### TRAVAIL DEMANDÉ
Traduisez en anglais cette phrase de l'article sur Alexis Lafrenière : « Au même âge, Vincent Lecavalier avait, quelques années plus tôt, atteint le même jalon avec 26 points à sa fiche. »

### EXTRAIT DU TEXTE
━━━━━━━━━━━━━━━━━━━━

MONTRÉAL – Alors que s’achève le premier mois de sa troisième saison dans la Ligue de hockey junior majeur du Québec, Alexis Lafrenière suit le rythme imposé avant lui par les plus beaux espoirs des vingt dernières années dans le circuit Courteau.

 

Les chiffres, mis en lumière en début de semaine par le collègue Stéphane Leroux, sont éloquents. Après les dix premiers matchs de sa première année d’admissibilité au repêchage de la LNH, Sidney Crosby avait déjà amassé 27 points. Au même âge, Vincent Lecavalier avait, quelques années plus tôt, atteint le même jalon avec 26 points à sa fiche.

 

Avant d’affronter le Drakkar de Baie-Comeau mercredi, Lafrenière avait quant à lui accumulé 25 points en 10 matchs, un début de saison étincelant qui lui permet de se comparer avantageusement à de prestigieux prédécesseurs.

 

 

« Ce ne sont pas des choses que je regarde. Je n’ai même pas Twitter, répond sobrement le jeune surdoué de l’Océanic de Rimouski lorsque les chiffres lui sont présentés. C’est toujours spécial de pouvoir être mentionné dans la même discussion que des gars comme ça, mais je ne me compare vraiment pas à eux. J’essaie juste d’être moi-même et d’être le meilleur joueur possible. »

 

« C’est lui, ça », répond Serge Beausoleil sur un ton satisfait lorsque lui est transmise la réponse de son protégé.

 

« C’est ce que je veux dire quand je dis qu’il prend beaucoup de recul par rapport à sa situation et qu’il est très pragmatique dans ce qu’il fait. Oui, c’est un jeune bien de son temps, mais en même temps il essaie d’éviter toutes ces turbulences-là qui l’amèneraient ailleurs. »

━━━━━━━━━━━━━━━━━━━━

### LISTE DES ENTRÉES
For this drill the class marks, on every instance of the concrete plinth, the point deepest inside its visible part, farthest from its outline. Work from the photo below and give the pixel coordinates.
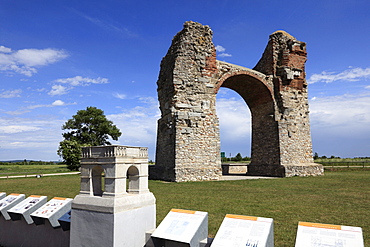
(106, 212)
(123, 224)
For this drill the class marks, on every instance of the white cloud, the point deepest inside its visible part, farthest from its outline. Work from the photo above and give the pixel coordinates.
(225, 55)
(353, 74)
(31, 107)
(82, 81)
(24, 138)
(340, 125)
(345, 112)
(220, 48)
(24, 61)
(58, 90)
(4, 49)
(11, 94)
(119, 95)
(11, 129)
(58, 103)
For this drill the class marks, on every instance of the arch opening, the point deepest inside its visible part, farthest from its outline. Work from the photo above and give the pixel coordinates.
(264, 135)
(133, 177)
(234, 123)
(98, 181)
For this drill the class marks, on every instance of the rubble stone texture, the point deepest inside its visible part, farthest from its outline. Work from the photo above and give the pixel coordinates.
(188, 139)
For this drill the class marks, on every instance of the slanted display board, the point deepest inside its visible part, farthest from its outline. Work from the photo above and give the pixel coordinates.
(65, 221)
(240, 230)
(184, 226)
(8, 202)
(316, 234)
(52, 210)
(26, 207)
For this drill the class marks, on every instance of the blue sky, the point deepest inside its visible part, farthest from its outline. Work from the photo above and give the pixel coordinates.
(58, 57)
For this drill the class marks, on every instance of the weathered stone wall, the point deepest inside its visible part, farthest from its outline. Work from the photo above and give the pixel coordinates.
(188, 144)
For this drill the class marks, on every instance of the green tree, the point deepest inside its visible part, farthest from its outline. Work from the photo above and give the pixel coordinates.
(88, 127)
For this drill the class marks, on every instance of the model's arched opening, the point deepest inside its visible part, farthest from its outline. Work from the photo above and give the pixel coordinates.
(97, 180)
(133, 180)
(235, 124)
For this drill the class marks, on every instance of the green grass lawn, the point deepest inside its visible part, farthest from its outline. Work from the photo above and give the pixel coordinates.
(341, 197)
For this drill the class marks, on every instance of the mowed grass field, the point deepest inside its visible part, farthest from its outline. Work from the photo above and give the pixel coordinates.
(339, 197)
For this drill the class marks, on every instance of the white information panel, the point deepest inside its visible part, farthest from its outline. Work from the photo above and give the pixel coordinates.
(184, 226)
(316, 234)
(8, 202)
(2, 195)
(240, 230)
(52, 210)
(26, 207)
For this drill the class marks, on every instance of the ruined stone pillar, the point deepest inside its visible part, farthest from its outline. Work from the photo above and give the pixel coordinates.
(284, 60)
(188, 142)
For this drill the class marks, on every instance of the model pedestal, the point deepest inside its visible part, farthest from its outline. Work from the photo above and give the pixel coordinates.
(105, 213)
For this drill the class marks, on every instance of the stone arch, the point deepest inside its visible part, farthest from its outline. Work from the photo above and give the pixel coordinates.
(96, 180)
(188, 139)
(259, 97)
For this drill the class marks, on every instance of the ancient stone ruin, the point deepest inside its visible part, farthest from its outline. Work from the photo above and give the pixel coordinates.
(188, 139)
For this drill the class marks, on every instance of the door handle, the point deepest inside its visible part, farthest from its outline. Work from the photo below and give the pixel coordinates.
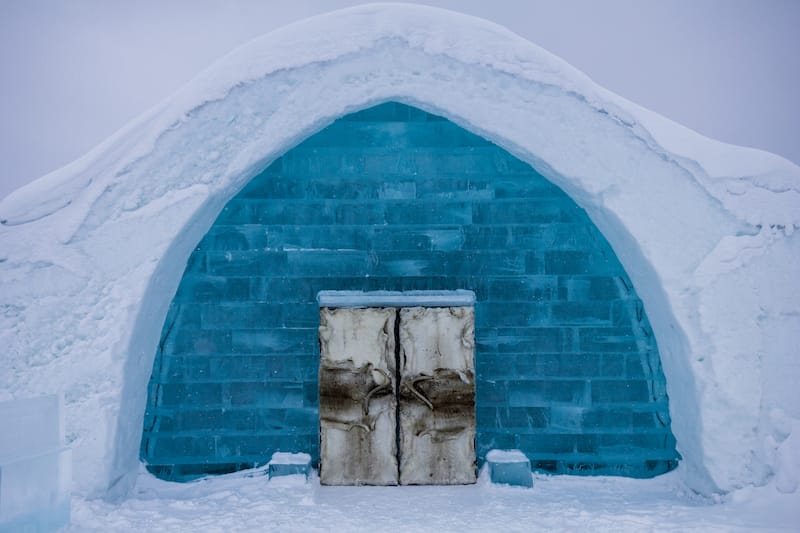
(386, 386)
(416, 392)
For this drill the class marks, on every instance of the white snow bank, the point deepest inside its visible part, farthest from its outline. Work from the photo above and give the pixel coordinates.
(249, 502)
(91, 255)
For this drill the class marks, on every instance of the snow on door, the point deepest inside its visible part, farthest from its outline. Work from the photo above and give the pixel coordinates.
(437, 396)
(357, 402)
(360, 399)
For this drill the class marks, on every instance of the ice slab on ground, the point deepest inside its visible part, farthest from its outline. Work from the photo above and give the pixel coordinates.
(509, 467)
(35, 468)
(30, 426)
(288, 464)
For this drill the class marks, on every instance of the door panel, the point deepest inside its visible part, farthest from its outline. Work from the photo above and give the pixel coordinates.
(357, 397)
(437, 396)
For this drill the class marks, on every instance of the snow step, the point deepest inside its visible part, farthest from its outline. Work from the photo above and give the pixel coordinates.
(289, 464)
(509, 467)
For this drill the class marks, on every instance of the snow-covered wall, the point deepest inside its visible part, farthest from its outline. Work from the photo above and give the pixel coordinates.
(91, 255)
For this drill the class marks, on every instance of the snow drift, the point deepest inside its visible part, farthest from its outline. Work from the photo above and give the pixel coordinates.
(91, 255)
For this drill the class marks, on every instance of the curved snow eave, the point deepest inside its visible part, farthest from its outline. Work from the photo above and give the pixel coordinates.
(725, 171)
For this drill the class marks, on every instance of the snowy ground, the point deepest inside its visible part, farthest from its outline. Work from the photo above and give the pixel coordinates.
(556, 503)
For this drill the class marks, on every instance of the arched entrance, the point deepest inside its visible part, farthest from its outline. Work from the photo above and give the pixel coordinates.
(394, 198)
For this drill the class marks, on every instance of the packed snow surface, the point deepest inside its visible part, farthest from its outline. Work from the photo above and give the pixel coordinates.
(91, 254)
(555, 503)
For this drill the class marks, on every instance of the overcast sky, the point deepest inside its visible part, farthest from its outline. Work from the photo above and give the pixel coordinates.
(75, 71)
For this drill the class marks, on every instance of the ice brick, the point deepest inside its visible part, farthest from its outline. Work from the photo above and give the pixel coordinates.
(288, 464)
(35, 469)
(509, 467)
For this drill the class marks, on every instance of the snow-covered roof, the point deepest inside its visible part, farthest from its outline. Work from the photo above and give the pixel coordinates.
(90, 255)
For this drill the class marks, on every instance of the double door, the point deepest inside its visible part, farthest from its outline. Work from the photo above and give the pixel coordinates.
(397, 396)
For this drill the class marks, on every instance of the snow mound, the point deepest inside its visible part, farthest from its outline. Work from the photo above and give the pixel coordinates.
(90, 255)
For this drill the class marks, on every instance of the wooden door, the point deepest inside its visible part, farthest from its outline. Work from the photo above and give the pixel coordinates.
(437, 396)
(358, 444)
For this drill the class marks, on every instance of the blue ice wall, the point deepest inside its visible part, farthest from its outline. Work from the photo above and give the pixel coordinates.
(393, 198)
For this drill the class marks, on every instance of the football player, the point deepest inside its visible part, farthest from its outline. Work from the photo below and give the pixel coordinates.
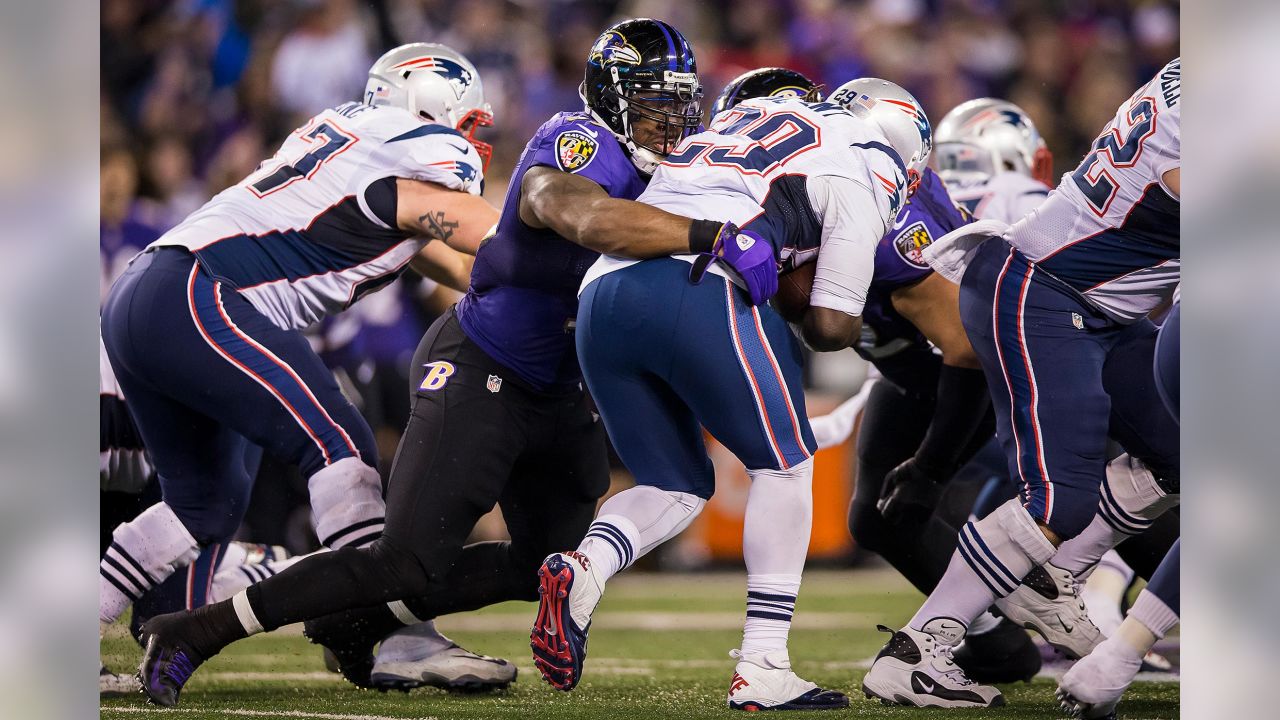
(1043, 304)
(204, 328)
(992, 159)
(928, 413)
(499, 411)
(664, 356)
(1092, 687)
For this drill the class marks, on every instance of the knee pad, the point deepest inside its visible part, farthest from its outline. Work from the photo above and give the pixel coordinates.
(1132, 497)
(347, 504)
(648, 516)
(144, 552)
(1018, 525)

━━━━━━━━━━━━━━━━━━━━

### RÉPONSE ATTENDUE
At the same age, a few years earlier, Vincent Lecavalier had reached the same milestone with 26 points to his name.